GIVEN INSTRUCTION:
Locate every line in the entries below that contains the string "base", and copy each such line in full.
========================================
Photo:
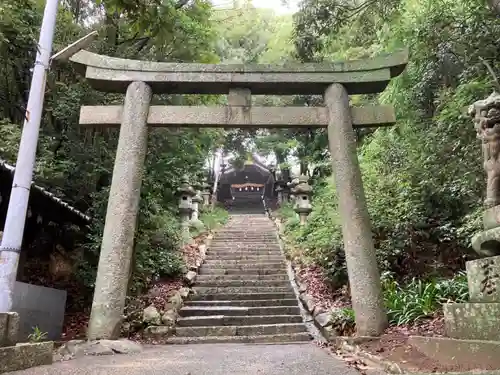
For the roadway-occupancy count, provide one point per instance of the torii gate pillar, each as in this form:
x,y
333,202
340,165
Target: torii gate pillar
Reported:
x,y
117,245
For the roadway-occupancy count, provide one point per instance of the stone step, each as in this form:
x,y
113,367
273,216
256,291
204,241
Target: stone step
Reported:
x,y
246,250
242,296
244,254
254,258
266,271
230,320
255,330
245,303
238,253
260,339
245,263
238,310
240,289
226,240
242,283
215,277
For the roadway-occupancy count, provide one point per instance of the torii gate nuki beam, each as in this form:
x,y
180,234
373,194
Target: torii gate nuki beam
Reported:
x,y
140,79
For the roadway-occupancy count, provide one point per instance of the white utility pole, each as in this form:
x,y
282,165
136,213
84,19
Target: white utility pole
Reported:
x,y
16,214
10,248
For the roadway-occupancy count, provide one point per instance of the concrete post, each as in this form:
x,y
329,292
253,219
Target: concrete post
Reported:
x,y
121,216
364,276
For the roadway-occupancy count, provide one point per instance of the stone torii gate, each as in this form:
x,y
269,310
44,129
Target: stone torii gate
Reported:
x,y
141,79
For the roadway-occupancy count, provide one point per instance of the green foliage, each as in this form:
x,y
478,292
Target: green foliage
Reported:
x,y
420,299
77,165
213,218
37,335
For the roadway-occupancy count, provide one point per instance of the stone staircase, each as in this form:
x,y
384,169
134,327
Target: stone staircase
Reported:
x,y
243,293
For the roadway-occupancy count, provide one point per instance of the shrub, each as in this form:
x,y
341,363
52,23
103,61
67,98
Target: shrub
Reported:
x,y
420,299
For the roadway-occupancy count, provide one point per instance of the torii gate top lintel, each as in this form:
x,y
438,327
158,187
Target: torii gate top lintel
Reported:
x,y
365,76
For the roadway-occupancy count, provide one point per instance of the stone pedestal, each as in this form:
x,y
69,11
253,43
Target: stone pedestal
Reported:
x,y
480,318
14,356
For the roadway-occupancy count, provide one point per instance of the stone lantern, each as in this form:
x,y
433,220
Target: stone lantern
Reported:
x,y
476,325
196,201
279,188
186,194
205,193
291,187
302,193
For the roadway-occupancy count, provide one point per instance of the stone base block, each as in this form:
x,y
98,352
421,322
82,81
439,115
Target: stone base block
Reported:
x,y
465,354
23,356
472,321
9,329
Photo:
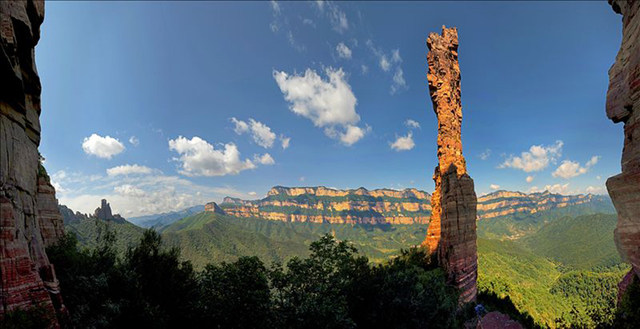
========================================
RESPONSE TO THE EXERCISE:
For the roadway-occupancy count, provide one point per instance of the stone base block, each as in this form:
Target: stone base block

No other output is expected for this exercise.